▶ SOURCE DATA:
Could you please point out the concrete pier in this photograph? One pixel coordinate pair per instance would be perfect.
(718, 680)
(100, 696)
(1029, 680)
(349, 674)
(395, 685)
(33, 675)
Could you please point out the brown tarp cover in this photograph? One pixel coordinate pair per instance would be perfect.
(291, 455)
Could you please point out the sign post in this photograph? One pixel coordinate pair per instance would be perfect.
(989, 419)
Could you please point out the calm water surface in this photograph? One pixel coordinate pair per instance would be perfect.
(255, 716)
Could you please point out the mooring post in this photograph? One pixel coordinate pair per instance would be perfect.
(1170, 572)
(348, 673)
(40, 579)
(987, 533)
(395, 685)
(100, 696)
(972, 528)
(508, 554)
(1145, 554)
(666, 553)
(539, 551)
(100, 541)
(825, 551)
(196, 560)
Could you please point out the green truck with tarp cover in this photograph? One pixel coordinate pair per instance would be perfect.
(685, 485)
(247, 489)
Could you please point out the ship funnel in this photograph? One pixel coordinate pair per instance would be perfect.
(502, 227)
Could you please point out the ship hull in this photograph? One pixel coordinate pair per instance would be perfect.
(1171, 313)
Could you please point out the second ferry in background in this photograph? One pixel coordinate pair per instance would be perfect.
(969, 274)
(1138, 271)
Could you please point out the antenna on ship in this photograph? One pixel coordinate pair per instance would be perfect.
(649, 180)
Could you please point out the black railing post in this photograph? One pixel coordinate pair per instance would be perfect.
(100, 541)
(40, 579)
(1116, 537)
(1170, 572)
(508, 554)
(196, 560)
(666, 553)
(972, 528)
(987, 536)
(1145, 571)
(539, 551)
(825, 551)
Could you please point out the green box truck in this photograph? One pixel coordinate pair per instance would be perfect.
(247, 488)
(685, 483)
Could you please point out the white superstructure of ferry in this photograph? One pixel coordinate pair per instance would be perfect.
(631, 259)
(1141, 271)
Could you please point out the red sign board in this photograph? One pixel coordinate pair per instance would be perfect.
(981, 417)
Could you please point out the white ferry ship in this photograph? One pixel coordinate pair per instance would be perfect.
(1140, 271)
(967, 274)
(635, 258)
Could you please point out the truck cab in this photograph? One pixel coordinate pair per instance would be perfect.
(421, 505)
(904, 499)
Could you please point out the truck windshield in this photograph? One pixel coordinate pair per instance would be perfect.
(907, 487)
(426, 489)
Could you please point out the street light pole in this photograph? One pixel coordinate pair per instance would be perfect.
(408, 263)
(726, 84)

▶ WHAT TO PRODUCE: Write the entries out once more, exactly as they were given.

▶ RESULT:
Could you please point out the concrete pier in this photograph? One pixel coordinate pair per instance would be perfect.
(718, 680)
(100, 696)
(1029, 680)
(349, 674)
(395, 685)
(33, 675)
Could you please point out the brown tarp cover in this photograph? One pixel coordinate pair per instance would be perfect.
(291, 455)
Could you please point out the sign post in this photograph? One pixel coordinate pair per instance would be perfect.
(989, 419)
Could you please point out the calm water surface in this photograph? One pixel coordinate pair per instance would be perfect.
(255, 716)
Could you please point out the mooring post in this photograph? One pixel coordinate pair per instance would be perfect.
(1170, 572)
(348, 673)
(40, 579)
(987, 533)
(395, 685)
(100, 696)
(972, 528)
(508, 554)
(1145, 554)
(666, 553)
(539, 551)
(100, 541)
(825, 551)
(196, 560)
Could you please point out the green truck with tarp cover in this photograph? One pixel coordinate pair per instance would be perfect.
(685, 485)
(247, 489)
Could you please point out the ship funnel in this photograph? One pixel coordinate pair per instance would be perfect.
(502, 227)
Could you please point out the ship hull in this photograph? One pixel coordinate pair per instance would be perfect.
(1171, 313)
Could you please point out the second ferry in background in this photograph? One pixel coordinate pair per instance would be perfect.
(969, 274)
(1138, 271)
Could you please point out the antenna on ship in this photograph? One pixel coordinate pair per instance would be perfect.
(649, 180)
Could you please point out the black railing post in this photograph? One pixel coordinate pair per instance would be perfect.
(100, 541)
(40, 579)
(1116, 537)
(1170, 572)
(508, 554)
(196, 560)
(666, 553)
(972, 528)
(987, 536)
(1145, 571)
(539, 551)
(825, 551)
Could you please point out the green box truck in this photograph? One pixel coordinate pair per instance would be perfect.
(247, 488)
(685, 483)
Could you please point out the white superstructure of ferry in this photograph? One pixel coordinate pair per instance would be perfect.
(631, 259)
(1141, 271)
Could you please point out the red sign board in this photograph? One pixel coordinate pair per instance would be perfect.
(981, 417)
Could you please point out the white ferry ship in this photograph? One pixel coordinate pair per instance would be perfect.
(1140, 271)
(967, 274)
(635, 258)
Could you please point out the truck cab in this photograph? One pixel coordinate pair per instance would be perfect.
(421, 505)
(904, 499)
Could you please point out the truck windshield in this photograph? One pixel coordinate pair per instance would be perfect.
(907, 487)
(426, 489)
Could you please point out the street light pole in this photograph? One pixel coordinate pair per instance would be perfect.
(408, 263)
(726, 84)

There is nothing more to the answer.